• PROBLEM TO WORK ON: Go to the line containing "the green leaf" in the records below and retype from there through the final line, exactly.

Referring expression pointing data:
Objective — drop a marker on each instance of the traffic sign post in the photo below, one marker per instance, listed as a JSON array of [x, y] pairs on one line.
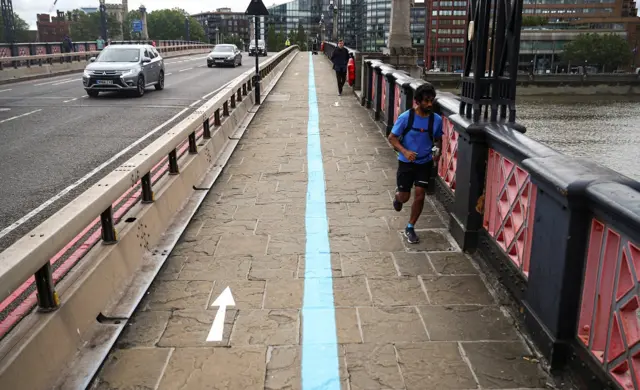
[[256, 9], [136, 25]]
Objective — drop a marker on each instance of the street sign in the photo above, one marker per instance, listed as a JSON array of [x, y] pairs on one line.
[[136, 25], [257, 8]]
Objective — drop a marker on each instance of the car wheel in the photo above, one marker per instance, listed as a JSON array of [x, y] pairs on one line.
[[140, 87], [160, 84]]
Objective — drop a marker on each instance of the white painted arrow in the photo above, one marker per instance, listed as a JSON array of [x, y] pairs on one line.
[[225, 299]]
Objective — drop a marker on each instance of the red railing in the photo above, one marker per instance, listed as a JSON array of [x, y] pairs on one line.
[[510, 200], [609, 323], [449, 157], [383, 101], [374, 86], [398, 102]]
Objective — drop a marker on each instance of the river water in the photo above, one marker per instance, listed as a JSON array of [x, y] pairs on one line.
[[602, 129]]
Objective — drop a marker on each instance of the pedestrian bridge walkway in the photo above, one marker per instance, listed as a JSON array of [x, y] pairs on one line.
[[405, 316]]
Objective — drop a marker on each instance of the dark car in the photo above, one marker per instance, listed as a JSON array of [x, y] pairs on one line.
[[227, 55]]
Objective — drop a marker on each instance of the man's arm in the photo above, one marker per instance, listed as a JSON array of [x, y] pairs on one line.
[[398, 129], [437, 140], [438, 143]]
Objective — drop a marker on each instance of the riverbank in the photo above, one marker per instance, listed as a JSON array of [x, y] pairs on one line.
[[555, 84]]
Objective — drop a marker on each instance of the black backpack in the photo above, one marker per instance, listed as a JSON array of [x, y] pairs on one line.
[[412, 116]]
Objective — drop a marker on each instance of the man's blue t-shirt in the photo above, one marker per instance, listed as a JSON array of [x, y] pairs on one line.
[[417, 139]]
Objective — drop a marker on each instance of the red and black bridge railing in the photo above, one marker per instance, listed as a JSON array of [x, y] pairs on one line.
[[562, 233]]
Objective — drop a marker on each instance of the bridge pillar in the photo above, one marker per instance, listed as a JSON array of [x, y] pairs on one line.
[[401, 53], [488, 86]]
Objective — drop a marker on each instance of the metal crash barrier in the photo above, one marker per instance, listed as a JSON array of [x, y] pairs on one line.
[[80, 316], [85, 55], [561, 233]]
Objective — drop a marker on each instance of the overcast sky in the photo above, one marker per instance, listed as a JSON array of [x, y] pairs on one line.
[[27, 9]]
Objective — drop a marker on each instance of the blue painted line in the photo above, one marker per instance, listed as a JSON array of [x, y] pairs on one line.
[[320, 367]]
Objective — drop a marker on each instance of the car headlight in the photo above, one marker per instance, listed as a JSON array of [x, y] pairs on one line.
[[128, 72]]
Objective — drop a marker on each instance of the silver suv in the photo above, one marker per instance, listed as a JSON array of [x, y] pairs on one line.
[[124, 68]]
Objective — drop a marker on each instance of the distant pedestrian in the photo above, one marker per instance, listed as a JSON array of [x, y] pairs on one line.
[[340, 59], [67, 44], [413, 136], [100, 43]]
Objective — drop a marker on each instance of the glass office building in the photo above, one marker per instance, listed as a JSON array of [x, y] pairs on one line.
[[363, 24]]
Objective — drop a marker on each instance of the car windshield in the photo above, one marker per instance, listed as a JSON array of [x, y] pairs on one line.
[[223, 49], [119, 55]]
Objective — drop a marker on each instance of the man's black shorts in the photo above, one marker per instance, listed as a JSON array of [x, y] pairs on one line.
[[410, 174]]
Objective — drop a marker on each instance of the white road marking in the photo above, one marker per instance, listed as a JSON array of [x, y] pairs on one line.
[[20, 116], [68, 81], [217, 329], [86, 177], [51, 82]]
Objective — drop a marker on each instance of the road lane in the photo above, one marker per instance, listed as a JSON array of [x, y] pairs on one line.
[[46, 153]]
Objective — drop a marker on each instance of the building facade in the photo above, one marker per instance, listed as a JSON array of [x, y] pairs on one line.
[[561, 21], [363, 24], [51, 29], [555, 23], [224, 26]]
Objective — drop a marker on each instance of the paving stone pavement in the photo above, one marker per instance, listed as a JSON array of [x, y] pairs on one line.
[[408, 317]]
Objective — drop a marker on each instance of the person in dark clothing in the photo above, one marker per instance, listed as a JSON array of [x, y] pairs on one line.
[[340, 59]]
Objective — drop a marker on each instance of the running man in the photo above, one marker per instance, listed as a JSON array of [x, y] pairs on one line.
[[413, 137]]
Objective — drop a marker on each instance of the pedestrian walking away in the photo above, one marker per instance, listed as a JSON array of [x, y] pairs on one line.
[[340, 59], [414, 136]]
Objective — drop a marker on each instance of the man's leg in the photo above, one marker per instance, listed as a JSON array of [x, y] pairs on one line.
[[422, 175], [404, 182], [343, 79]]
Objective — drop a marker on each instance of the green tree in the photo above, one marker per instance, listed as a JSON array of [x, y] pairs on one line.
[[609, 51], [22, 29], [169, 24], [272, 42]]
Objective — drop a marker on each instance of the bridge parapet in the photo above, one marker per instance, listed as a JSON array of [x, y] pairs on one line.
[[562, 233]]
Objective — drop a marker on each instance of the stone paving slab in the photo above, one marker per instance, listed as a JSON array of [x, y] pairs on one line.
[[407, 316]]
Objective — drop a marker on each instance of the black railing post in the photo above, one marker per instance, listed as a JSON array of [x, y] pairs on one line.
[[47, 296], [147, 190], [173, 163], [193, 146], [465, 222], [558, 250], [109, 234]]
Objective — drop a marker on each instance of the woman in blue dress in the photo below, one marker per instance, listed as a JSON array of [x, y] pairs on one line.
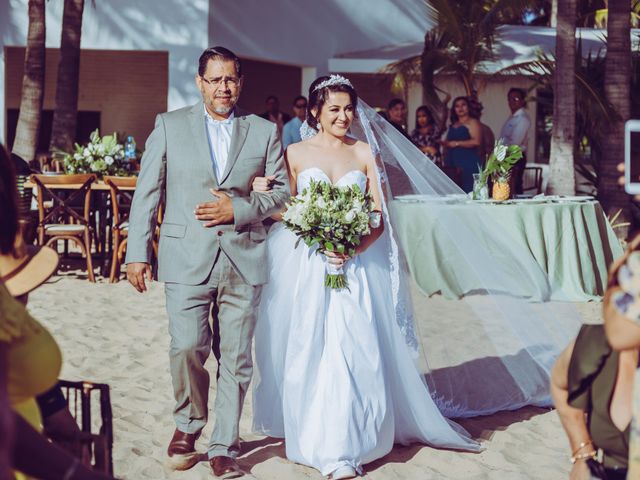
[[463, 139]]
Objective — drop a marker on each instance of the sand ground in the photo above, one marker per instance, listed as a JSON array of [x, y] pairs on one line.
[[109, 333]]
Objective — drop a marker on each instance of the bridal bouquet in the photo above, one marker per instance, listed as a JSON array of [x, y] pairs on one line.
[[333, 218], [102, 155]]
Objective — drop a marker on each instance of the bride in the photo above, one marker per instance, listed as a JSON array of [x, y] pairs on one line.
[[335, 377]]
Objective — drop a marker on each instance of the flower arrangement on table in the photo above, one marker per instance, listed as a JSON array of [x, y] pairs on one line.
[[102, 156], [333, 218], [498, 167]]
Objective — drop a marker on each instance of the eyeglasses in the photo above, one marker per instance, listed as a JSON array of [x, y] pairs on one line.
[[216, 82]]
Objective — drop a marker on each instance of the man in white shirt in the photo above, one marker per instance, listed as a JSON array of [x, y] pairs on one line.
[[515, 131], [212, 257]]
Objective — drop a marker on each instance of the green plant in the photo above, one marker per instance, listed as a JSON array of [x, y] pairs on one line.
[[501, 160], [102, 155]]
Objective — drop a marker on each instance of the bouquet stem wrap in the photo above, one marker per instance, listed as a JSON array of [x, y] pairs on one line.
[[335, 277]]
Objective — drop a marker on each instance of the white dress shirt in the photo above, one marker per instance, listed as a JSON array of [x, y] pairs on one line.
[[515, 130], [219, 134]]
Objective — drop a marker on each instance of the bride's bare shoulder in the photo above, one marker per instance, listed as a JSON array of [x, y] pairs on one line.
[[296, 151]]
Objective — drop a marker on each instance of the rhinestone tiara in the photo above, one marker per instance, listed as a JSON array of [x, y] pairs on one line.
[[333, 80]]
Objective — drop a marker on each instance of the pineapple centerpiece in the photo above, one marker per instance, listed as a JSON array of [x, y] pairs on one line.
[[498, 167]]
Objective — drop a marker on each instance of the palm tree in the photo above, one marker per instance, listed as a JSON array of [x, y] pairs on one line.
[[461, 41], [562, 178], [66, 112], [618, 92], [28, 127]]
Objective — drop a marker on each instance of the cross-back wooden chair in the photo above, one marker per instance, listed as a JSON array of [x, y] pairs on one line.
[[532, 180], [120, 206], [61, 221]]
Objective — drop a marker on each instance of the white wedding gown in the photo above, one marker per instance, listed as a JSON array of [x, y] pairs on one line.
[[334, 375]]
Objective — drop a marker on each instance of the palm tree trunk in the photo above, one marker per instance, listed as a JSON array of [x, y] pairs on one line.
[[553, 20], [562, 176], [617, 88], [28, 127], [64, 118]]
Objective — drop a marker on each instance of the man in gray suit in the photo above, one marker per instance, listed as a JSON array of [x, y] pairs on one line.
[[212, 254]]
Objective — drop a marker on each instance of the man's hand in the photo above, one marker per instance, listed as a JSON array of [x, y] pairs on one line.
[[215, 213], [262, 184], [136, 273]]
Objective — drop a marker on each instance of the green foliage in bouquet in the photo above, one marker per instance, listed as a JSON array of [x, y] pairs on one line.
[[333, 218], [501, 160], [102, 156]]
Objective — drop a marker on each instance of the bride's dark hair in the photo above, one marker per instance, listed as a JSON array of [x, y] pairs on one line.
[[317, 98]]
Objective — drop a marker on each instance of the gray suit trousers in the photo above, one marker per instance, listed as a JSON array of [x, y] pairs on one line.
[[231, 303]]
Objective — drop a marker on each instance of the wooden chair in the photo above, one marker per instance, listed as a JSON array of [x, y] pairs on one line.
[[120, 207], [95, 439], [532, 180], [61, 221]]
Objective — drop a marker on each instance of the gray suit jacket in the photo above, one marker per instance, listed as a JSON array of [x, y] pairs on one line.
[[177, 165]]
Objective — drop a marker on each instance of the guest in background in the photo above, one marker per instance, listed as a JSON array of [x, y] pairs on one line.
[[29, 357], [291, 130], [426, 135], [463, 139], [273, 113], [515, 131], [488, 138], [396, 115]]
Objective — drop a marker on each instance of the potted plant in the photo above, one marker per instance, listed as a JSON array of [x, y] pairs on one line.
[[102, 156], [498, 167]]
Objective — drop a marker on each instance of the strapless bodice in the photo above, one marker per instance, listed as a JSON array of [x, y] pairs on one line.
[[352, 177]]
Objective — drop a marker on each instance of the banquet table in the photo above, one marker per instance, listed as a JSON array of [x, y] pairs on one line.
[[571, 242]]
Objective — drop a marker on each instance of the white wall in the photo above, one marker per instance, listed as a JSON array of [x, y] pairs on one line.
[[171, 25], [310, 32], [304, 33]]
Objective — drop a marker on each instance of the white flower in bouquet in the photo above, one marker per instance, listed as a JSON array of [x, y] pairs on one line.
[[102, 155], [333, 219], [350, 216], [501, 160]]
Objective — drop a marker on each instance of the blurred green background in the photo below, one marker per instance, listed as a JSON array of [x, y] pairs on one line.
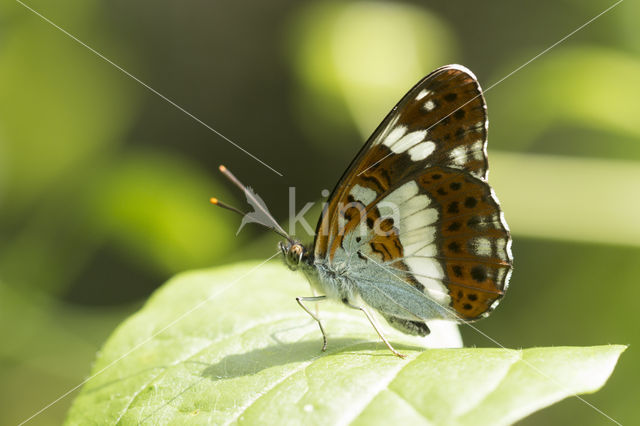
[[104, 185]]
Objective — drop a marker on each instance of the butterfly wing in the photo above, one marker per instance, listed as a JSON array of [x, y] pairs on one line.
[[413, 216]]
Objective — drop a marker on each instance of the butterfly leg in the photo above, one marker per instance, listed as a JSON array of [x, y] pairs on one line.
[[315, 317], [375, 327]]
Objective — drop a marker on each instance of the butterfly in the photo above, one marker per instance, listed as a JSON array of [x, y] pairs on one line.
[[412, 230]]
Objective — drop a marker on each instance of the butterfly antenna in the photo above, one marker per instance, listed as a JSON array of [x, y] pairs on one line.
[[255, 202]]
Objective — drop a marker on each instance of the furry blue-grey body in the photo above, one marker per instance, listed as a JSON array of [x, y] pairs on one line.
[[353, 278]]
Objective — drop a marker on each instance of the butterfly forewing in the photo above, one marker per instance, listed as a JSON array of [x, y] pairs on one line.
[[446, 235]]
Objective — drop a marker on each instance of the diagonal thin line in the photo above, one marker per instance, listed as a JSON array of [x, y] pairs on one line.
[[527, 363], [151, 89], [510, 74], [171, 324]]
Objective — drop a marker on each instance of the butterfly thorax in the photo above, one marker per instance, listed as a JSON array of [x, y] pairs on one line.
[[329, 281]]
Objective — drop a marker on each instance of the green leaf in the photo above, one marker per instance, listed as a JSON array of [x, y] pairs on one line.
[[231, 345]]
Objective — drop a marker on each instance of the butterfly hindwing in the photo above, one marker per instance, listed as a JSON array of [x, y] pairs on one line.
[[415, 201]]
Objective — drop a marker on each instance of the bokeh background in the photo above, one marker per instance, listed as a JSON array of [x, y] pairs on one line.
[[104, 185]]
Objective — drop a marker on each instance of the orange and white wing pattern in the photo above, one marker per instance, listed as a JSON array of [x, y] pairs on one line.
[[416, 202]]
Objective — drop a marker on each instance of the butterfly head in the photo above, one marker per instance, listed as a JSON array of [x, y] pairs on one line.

• EXERCISE ANSWER:
Objective — drop a marker on each instance of the green leaf in the photo above, one marker per instance, listed as a JSON array of [x, y] pairs on one line.
[[231, 345]]
Objective — drop a marker on each instance of the butterfly hindwing in the photo above, one marker per instance, listed as a JSON array of [x, y] pairs on one line.
[[415, 201]]
Objective — drop a marker on each instance of the bokeh background in the photo above, one marker per instance, listed as a JSON array of [x, y] pairs on one line.
[[104, 185]]
Objective — drop a marker on each instance of the orange and white wing pattern in the photo above, one marker per instance, listed as a JSON array of [x, y] pairs on one line.
[[416, 202]]
Objective — drop a marker on each instance of the butterfly head in the photo above, one marker per instance, listed as a JSON array of [x, y] pairs on one line.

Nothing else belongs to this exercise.